▶ **Page excerpt**:

★ ★ ★ ★

(506e) Topology and Dynamics of Pro-Mitogenic Β-Catenin Signaling in Mammary Epithelial Cells

Quantitative engineering analysis is required to understand how an intricate network of intracellular signaling pathways regulates cell proliferation. Recently, we reported on a novel system in non-cancerous mammary epithelial cells where extracellular cues, including epidermal growth factor, stimulate proliferative signaling through β-catenin, an intracellular protein that participates in transcription of cell cycle genes when localized to the nucleus. Here, we report on the topology and dynamics of the signaling network through which these extracellular cues regulate β-catenin-mediated transcription in the nucleus. We first demonstrate that even in the presence of stimuli which trigger β-catenin signaling, the majority of cellular β-catenin is signaling incompetent by virtue of being sequestered at the plasma membrane. The small fraction of cellular β-catenin that is signaling-competent is affected by several factors, including de novo β-catenin synthesis, decreased flux through a degradation pathway, and decreased stability of the β-catenin degradation complex, all operating on dissimilar time scales ranging from minutes to hours. Using a suite of pharmacological inhibitors, we dissected which upstream signaling pathways control these biochemical phenomena, and uncovered synergistic crosstalk between divergent pathways on the β-catenin degradation pathway. Taken together, this data suggests a complex network of intracellular signaling pathways which regulate β-catenin signaling, and thus proliferation, in non-cancerous epithelial cells.

★ ★ ★ ★

▶ **Record set**:

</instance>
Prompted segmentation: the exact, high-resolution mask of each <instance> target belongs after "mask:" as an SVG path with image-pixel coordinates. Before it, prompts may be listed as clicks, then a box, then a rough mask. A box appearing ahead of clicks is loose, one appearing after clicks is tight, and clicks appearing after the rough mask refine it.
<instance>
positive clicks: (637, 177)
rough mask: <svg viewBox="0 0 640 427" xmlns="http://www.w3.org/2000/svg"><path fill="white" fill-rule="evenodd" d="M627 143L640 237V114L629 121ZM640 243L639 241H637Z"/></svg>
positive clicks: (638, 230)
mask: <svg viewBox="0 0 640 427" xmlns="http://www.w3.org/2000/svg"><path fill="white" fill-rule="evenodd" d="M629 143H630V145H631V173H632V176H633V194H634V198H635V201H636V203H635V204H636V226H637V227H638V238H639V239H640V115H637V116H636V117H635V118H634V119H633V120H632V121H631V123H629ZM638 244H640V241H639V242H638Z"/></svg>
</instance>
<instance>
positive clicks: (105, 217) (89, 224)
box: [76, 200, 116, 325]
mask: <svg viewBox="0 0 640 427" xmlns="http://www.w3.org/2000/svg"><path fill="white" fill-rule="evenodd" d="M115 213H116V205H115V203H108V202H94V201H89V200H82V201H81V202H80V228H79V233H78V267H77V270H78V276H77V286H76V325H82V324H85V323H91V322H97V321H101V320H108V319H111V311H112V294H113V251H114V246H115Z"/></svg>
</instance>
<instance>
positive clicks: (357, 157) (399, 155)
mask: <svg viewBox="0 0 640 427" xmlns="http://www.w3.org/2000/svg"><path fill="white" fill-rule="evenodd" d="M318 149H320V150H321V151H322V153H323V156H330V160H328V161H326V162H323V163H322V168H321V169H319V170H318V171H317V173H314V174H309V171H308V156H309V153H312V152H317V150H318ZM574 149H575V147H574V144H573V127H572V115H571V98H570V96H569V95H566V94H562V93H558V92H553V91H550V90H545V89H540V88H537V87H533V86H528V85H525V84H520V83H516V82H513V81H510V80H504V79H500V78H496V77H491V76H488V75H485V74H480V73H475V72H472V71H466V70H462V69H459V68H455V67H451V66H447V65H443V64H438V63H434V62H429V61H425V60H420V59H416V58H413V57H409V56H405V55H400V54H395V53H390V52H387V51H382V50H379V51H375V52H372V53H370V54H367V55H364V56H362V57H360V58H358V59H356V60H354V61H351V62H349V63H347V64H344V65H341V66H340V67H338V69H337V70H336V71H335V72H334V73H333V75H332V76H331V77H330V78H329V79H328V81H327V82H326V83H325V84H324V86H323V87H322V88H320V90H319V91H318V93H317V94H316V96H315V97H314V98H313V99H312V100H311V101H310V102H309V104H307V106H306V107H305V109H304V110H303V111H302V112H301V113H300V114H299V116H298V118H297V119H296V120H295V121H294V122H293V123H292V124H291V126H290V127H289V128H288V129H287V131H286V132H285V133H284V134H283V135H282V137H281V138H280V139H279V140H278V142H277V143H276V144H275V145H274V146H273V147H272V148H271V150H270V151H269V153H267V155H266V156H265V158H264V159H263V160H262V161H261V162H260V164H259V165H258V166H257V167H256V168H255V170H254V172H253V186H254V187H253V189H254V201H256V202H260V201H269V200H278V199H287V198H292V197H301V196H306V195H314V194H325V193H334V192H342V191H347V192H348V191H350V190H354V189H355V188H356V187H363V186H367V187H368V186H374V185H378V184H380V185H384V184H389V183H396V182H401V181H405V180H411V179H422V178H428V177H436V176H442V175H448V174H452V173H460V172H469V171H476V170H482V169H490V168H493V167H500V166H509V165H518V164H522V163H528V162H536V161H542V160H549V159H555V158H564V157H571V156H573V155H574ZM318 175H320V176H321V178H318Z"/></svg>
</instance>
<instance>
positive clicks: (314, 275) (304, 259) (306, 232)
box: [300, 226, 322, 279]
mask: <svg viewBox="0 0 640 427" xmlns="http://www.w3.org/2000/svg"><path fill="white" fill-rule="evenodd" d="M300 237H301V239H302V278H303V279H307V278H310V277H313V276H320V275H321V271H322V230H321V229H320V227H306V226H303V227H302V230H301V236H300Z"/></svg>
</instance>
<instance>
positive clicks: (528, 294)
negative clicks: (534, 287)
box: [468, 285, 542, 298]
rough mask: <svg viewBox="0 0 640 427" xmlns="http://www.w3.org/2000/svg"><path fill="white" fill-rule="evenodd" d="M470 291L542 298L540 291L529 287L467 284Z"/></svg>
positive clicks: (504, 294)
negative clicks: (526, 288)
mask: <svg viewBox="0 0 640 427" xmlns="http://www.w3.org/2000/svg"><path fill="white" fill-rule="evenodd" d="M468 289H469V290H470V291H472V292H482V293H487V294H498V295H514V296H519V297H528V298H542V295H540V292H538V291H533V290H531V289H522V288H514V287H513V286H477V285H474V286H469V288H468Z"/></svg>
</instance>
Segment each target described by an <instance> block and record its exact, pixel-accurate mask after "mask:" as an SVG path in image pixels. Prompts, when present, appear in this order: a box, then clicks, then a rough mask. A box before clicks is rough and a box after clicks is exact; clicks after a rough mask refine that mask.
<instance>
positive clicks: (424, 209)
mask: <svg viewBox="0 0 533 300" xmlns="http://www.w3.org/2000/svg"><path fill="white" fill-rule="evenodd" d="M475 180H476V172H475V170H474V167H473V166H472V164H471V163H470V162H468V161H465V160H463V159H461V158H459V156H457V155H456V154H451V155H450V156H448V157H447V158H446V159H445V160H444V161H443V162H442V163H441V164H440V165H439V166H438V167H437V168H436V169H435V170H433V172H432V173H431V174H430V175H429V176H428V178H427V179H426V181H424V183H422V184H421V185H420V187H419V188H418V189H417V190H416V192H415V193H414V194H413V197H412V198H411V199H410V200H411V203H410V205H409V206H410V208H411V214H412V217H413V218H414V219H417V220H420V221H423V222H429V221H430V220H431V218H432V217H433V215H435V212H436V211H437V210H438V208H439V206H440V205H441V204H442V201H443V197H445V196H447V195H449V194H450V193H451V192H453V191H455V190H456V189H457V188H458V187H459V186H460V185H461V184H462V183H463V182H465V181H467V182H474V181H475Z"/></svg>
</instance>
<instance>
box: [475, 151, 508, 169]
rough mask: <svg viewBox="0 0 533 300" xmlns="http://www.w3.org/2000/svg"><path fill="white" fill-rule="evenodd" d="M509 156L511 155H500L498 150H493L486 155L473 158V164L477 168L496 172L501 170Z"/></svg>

★ ★ ★ ★

▶ **Complete the following**:
[1] According to the abstract on β-catenin signaling, where is most cellular β-catenin sequestered, making it incapable of signaling?
[2] Condense the paragraph of the β-catenin signaling abstract that begins "Quantitative engineering analysis is required" into a short bulleted list that keeps its main facts.
[3] List every factor that the β-catenin signaling abstract says affects the small signaling-competent fraction of cellular β-catenin.

▶ **Task results**:
[1] At the plasma membrane.

[2]
- Understanding how intracellular signaling networks regulate cell proliferation requires quantitative engineering analysis.
- In non-cancerous mammary epithelial cells, extracellular cues such as epidermal growth factor drive proliferative signaling through β-catenin, which helps transcribe cell cycle genes when in the nucleus.
- Even when signaling is stimulated, most cellular β-catenin is sequestered at the plasma membrane and cannot signal.
- The small signaling-competent fraction is affected by de novo synthesis, reduced degradation flux, and reduced stability of the degradation complex, on time scales from minutes to hours.
- Pharmacological inhibitors showed which upstream pathways control these processes and revealed synergistic crosstalk between divergent pathways on the degradation pathway.
- Together, the data suggest a complex network that regulates β-catenin signaling, and thus proliferation, in non-cancerous epithelial cells.

[3]
- De novo β-catenin synthesis
- Decreased flux through a degradation pathway
- Decreased stability of the β-catenin degradation complex